▶ [PROBLEM TO WORK ON]
The records below are to be repeated exactly, minus any pictures.

▶ [TASK INPUTS]
********************
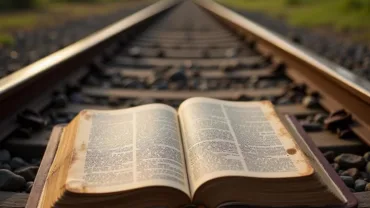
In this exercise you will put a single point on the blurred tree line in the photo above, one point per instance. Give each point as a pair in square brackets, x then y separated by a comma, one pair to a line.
[358, 5]
[26, 4]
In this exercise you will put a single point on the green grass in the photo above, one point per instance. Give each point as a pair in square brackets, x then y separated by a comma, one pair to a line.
[337, 15]
[56, 13]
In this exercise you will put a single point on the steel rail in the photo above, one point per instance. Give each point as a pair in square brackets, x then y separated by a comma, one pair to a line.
[340, 89]
[19, 88]
[17, 78]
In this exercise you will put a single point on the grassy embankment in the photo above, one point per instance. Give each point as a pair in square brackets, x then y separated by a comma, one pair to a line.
[350, 18]
[28, 14]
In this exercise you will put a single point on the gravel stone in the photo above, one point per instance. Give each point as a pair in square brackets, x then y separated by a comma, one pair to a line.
[367, 156]
[4, 156]
[350, 161]
[348, 180]
[329, 155]
[353, 172]
[360, 185]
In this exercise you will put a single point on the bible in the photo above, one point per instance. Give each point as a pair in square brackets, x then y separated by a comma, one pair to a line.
[209, 152]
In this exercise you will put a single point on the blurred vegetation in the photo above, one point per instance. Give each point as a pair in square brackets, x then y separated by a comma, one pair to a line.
[337, 15]
[8, 5]
[28, 14]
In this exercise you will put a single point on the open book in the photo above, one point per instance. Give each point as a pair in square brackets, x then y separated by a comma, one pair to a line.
[210, 153]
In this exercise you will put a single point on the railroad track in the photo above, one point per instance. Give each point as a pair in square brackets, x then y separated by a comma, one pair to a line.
[166, 53]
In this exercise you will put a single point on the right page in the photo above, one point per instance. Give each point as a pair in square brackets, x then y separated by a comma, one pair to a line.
[223, 138]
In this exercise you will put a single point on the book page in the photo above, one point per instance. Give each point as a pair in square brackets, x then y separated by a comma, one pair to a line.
[128, 149]
[223, 138]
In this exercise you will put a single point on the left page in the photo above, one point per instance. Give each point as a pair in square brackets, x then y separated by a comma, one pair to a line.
[128, 149]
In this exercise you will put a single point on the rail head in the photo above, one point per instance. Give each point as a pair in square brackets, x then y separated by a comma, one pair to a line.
[356, 84]
[14, 80]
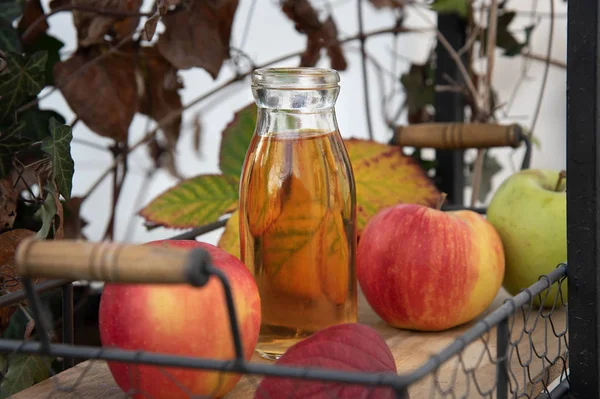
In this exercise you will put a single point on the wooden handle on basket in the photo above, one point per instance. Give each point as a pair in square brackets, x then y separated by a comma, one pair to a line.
[106, 261]
[458, 135]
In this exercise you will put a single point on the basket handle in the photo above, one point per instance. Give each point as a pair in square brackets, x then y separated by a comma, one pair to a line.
[453, 136]
[110, 262]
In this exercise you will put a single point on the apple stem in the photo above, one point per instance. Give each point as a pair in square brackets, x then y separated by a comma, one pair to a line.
[441, 201]
[561, 177]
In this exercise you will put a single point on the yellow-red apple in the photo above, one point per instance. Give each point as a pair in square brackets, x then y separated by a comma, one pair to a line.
[424, 269]
[181, 320]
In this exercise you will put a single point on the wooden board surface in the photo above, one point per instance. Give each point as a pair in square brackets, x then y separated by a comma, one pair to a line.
[411, 350]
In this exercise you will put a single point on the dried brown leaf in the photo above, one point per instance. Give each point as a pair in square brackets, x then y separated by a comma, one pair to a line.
[9, 282]
[197, 35]
[73, 223]
[150, 27]
[103, 94]
[32, 11]
[318, 34]
[8, 203]
[387, 3]
[29, 329]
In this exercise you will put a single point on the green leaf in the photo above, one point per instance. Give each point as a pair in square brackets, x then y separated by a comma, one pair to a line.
[9, 39]
[459, 7]
[50, 44]
[504, 37]
[23, 372]
[193, 202]
[236, 139]
[419, 89]
[24, 77]
[58, 146]
[46, 213]
[12, 139]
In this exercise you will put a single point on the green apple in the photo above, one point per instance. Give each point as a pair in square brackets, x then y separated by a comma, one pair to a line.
[529, 212]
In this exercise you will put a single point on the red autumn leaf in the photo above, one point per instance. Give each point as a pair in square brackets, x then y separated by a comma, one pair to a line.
[350, 347]
[32, 11]
[319, 34]
[103, 93]
[92, 26]
[197, 34]
[8, 203]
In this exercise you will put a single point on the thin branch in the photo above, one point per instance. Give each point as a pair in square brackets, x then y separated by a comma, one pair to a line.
[117, 188]
[487, 90]
[81, 7]
[110, 51]
[363, 61]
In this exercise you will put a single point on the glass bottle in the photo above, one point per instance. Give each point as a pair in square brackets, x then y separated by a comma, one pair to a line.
[298, 208]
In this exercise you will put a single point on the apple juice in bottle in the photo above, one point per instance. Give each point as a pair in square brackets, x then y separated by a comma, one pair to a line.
[298, 208]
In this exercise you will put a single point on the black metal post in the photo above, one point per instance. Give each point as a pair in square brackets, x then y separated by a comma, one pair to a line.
[583, 208]
[502, 343]
[450, 107]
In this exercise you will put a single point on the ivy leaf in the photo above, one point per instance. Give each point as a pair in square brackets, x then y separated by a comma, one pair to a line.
[37, 122]
[236, 139]
[193, 202]
[23, 372]
[12, 139]
[459, 7]
[24, 77]
[10, 10]
[111, 108]
[230, 239]
[50, 44]
[9, 39]
[58, 146]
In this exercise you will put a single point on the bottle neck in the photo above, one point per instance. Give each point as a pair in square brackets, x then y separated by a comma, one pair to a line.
[293, 123]
[295, 111]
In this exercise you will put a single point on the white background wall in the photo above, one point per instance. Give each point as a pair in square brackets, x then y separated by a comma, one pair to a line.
[272, 35]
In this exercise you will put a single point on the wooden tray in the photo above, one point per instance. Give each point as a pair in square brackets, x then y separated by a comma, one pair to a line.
[411, 350]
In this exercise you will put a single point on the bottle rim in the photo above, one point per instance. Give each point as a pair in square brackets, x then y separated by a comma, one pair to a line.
[295, 78]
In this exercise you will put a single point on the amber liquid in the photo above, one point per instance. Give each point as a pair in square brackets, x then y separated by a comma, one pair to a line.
[298, 235]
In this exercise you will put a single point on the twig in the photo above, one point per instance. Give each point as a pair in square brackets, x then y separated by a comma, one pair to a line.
[546, 70]
[490, 47]
[537, 57]
[117, 188]
[363, 61]
[81, 7]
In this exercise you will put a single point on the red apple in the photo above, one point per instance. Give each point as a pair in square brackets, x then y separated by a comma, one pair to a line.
[424, 269]
[181, 320]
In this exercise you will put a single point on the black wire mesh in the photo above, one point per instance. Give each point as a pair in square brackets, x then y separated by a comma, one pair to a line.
[520, 350]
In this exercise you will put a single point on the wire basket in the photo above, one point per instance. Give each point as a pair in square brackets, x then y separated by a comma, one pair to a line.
[518, 350]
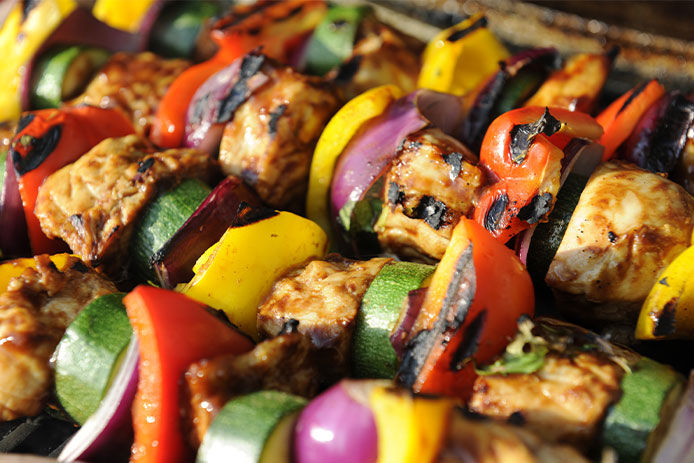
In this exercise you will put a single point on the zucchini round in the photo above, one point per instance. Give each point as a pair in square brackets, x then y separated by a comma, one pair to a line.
[62, 72]
[88, 354]
[372, 352]
[161, 220]
[253, 428]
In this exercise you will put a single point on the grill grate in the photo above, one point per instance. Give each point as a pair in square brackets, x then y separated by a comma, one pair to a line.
[41, 435]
********************
▶ [REPLY TO THE TASK]
In this exercise you will put a single point on the blurred tree line in the photo above, one point per instance. Give each point as a pair in square brackets, x then y separated by a comma, one pair to a line.
[358, 5]
[26, 4]
In this exercise you will put a single point on the green grass in the photo above, one point per instance. Give each point as a pair in square brackets, x then y separated by a comma, one pair to a line.
[337, 15]
[56, 13]
In this exercise you will put a single point on the steel rail in the photo above, one point per instance. Give each point as a pair in square brackets, x then y separated by a comma, one pair to a line.
[340, 89]
[19, 88]
[17, 78]
In this exercise you will put a single point on the grassy embankment in the photo above, one point per instance. Give each point as a pair in square brackets, x then y separated by a comma, one pair to a line.
[350, 18]
[28, 14]
In this exercise you will put a single point on the gravel stone in the photo above, one point per instance. Give each point as a pair in square brackets, x then y separated by a comma, one pair to a line.
[367, 156]
[4, 156]
[350, 161]
[348, 180]
[329, 155]
[353, 172]
[360, 185]
In this exercise you will put a single point on the bible in the photo above, one point per instance. Give each point as a pair in square brackets, x then y separated by a comma, one pair to a line.
[209, 152]
In this exercise you will put a single point on the blurred vegetation in the photo above, one point per instance. Give each point as a pair in square brackets, x then y separated by a comma, one pair to a line.
[337, 15]
[8, 5]
[28, 14]
In this exercise you will put a single point on the open book in the photo above, one point per instance. Give each point as a pair in square brackets, x then y separated by a comma, one pair to a line.
[210, 153]
In this exercise you will put a single point on the railroad track in the photo above, one point per instance. Give each point as a pair in square brackets, x then y separated by a comma, one pair to a line.
[166, 53]
In this exercise you will put a single point on the right page in the photo above, one point per instance. Give each point as a pair in square brackets, x then y separated by a comma, one pair to a line.
[223, 138]
In this exercise you will put a single point on the book page in the photo above, one point per instance. Give each point as a pair in square brackets, x then y separated by a comma, one pair to a line.
[128, 149]
[223, 138]
In this exercise you will put a single point on the left page in the photo above, one point per instance. Give each point as a pair in square brackets, x then y separated by a comma, one pair to a line.
[128, 149]
In this exercise you will put a single point on the rail head in the photo above, one point per instance. Give each point as a pair in square brackets, x then y separated by a comma, one pair to a line.
[356, 84]
[14, 80]
In this exercise you will put a single point on the wooden handle on basket in the photo above, one point per instance. Give each point as a pair in square brackets, x then y separated by a comma, one pair to a line.
[106, 261]
[458, 135]
In this exercise you will put a single point on the basket handle in the photo above, one point per instance. Give each point as a pair in square brackets, x then y separated by a comma, one pair to a line.
[453, 136]
[110, 262]
In this exercise you will put a single point on the apple stem in the photo above, one point per instance. Give each point as a pair in square brackets, x then y separated by a comma, one pair to a line.
[441, 201]
[561, 177]
In this exercise you will put a single point on the yellow-red apple in the photo above, one point per instance. Give each point as a pair in square brackets, x then y separated by a comma, one pair to a line.
[424, 269]
[181, 320]
In this exercise you will put a single point on the wooden board surface in the photo above, one point per instance. Give each point as a pair in square brackets, x then y separated by a comma, one pair to a line.
[411, 350]
In this exercise you will put a single point on the dried brown leaf in the photo above, one point per instance. Give each point as a pair in square brackets, x then y separated by a comma, one pair to a line.
[9, 282]
[197, 35]
[73, 223]
[150, 27]
[103, 94]
[32, 11]
[318, 34]
[8, 203]
[387, 3]
[29, 329]
In this exercise you will put a single point on the green leaf in the photo above, one point per instance. Give each point as a pair in square brackets, x then y separated by a comma, one pair to a line.
[9, 39]
[459, 7]
[50, 44]
[504, 37]
[23, 372]
[193, 202]
[236, 139]
[419, 89]
[24, 77]
[58, 146]
[46, 213]
[12, 139]
In this exercise you will put a single point on the green apple in the photo above, one point per instance. Give each point as a pair in square brackets, x then y separated by a comma, one pair to a line.
[529, 212]
In this exercise you will put a single point on the red autumn leaf in the photo above, one point per instance. Give each point as a pair in square brackets, x then y separated by a comma, one pair to a line.
[350, 347]
[32, 11]
[319, 34]
[103, 93]
[92, 26]
[197, 34]
[8, 203]
In this exercise you will put a single point on the thin branch in the photo above, one point per instance. Give each point as a pair in square brackets, x then y separated by a comma, one pair to a line.
[117, 188]
[487, 90]
[81, 7]
[110, 51]
[363, 61]
In this exercise you will put a single point on the glass bottle in the photo above, one point per instance. Give each point as a pair in square brackets, x then y separated by a comma, one pair to a line.
[298, 208]
In this exercise you will put a single point on the apple juice in bottle in the photo above, one point per instance. Give each point as a pair in square brackets, x then y separated by a comma, one pair to a line.
[298, 208]
In this exercise you will put a single point on the black metal post in the photo above, one point per instance. Give each point as a pair in square brackets, x then y separated by a comma, one pair to a line.
[583, 208]
[502, 343]
[450, 107]
In this exercise you will put a single point on the ivy leaf in the photo above, one point per instance. Give each point as a pair in square brackets, x then y separated by a comma, one pair to a line.
[37, 122]
[236, 139]
[193, 202]
[23, 372]
[12, 139]
[459, 7]
[24, 77]
[10, 10]
[111, 108]
[230, 239]
[50, 44]
[9, 39]
[58, 146]
In this exercise you will put a single point on the bottle neck in the photo above, one point per instance. Give each point as a pair in square brackets, x then y separated by a comma, one pair to a line.
[293, 123]
[295, 111]
In this exercise you will put a single point on the white background wall in the photo above, one point per instance. Give each point as a pair in square brackets, x then y separated by a comma, one pair to a line.
[272, 35]
In this exercise you will put a single point on the wooden tray in the photo above, one point per instance. Give each point as a pair in square brackets, x then y separated by a comma, one pair to a line.
[411, 350]
In this exercise you will put a single point on the bottle rim in the photo above, one point per instance. Give each point as a pair in square brackets, x then y separated by a comma, one pair to a line.
[295, 78]
In this exercise you will put a single point on the amber liquid in the photo above, one point per instance. Give each point as a pair in square brackets, x then y separated by a comma, one pair to a line.
[298, 235]
In this exercise you will put a single point on the twig in the photo above, one point per instance. Give each point as a pair in square brackets, x then y separated by a comma, one pair to a line.
[546, 70]
[490, 47]
[537, 57]
[117, 188]
[363, 61]
[81, 7]
In this exercise you will put a single point on the red apple in the photo above, one point per instance. Give each point as a pair in square brackets, x then y separated by a comma, one pair to a line.
[424, 269]
[181, 320]
In this exercise you will put a single point on the black wire mesh in the photo above, one point per instance. Give each point as a pair in square brackets, x then y separated by a comma, one pair to a line.
[520, 350]
In this exercise you will put a single point on the wire basket in the photo above, one point per instance. Give each point as a pair in square brackets, x then y separated by a comma, one pair to a line.
[518, 350]
In this exercise you will put a single point on the zucchini round in the photo above, one point per instance. Give each point as a pair in square brackets, x then y separated by a comma, one pair to a line.
[62, 72]
[88, 354]
[372, 352]
[161, 220]
[253, 428]
In this exercise you will put a single point on the grill grate in the photo above, one point per instance. Give each point as a pair in square brackets, x then y separated by a comma, one pair to a line.
[41, 435]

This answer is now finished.